**WORK TO COMPLETE:**
Rewrite the material below as a numbered list, one line per item, with no blank lines and the pictures left out.

**EXERCISE MATERIAL:**

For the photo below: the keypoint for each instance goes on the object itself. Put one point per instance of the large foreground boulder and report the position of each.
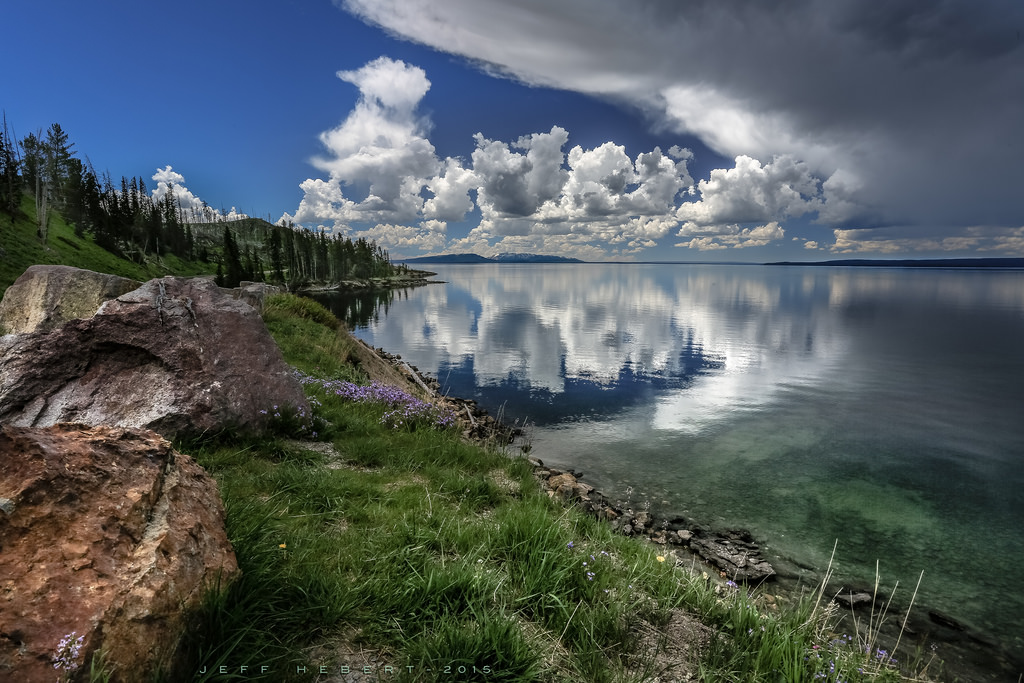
(177, 355)
(47, 296)
(105, 532)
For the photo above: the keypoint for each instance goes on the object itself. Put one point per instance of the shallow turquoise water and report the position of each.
(880, 408)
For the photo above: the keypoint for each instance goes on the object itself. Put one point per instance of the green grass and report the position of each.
(448, 562)
(23, 248)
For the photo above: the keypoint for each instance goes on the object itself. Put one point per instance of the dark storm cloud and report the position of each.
(907, 114)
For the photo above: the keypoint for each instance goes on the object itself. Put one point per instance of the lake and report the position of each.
(883, 408)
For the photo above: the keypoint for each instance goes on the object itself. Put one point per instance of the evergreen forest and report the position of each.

**EXERCISE OUTPUT:**
1. For the photo below: the keypoint for each instance goes on the object itself. Put one point per instance of the large foreground boulder and report the position of each.
2. (177, 355)
3. (47, 296)
4. (105, 532)
5. For the photo above: the keypoint for each instance goes on the object itself. Put one point per instance of the shallow turquoise water and report the position of each.
6. (880, 408)
7. For the photo above: the keypoint for each instance goes on the object itself. Put one point per instance of the green grass and report the position of each.
8. (448, 562)
9. (23, 248)
10. For the photo above: the keypoint for each instance goes on the object itself. Put one point per instance of the dark storm cloud and report the position of each.
11. (907, 114)
12. For the photo above: the keypoint for each instance goes on the object itself. Put one point per instance of the lake and report the position of each.
13. (883, 408)
14. For the photo above: the keypoint for each instance goes on the object itself. Put one point per instance of the evergreen forest and report the position of each.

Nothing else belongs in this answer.